* _PROBLEM REQUIREMENTS_: The response should be an exact transcription of the data below, free of images.

* _MATERIALS PROVIDED_:
'''
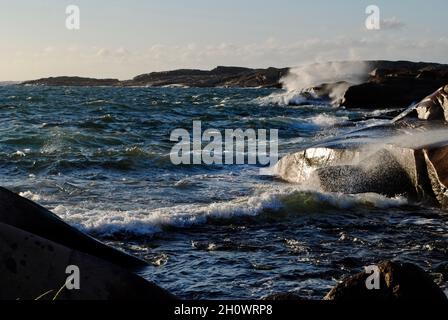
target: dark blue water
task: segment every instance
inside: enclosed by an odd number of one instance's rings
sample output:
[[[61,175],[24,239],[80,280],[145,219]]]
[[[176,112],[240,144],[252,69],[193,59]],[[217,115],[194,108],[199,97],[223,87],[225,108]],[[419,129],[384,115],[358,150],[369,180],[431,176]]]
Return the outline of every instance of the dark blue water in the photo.
[[[204,130],[278,129],[286,154],[383,119],[282,105],[273,93],[0,87],[1,185],[146,259],[143,275],[184,298],[291,291],[317,299],[383,259],[416,263],[446,286],[443,212],[403,198],[304,190],[255,165],[171,163],[171,131],[191,131],[194,120]]]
'''
* _RESULT OF THIS EXERCISE_:
target: dark blue water
task: segment every instance
inside: enclosed by an odd number of one instance's rings
sample output:
[[[61,175],[24,239],[80,280],[145,219]]]
[[[176,112],[240,144],[252,69],[193,59]],[[217,115],[194,108],[199,97],[223,87],[225,108]],[[419,129],[384,115],[358,150],[369,180],[431,176]]]
Return the outline of every instance of the dark blue water in the photo.
[[[204,130],[278,129],[286,154],[383,119],[282,105],[273,93],[0,87],[1,185],[146,259],[143,275],[184,298],[291,291],[317,299],[383,259],[416,263],[446,286],[443,212],[403,198],[304,190],[255,165],[171,163],[171,131],[191,131],[194,120]]]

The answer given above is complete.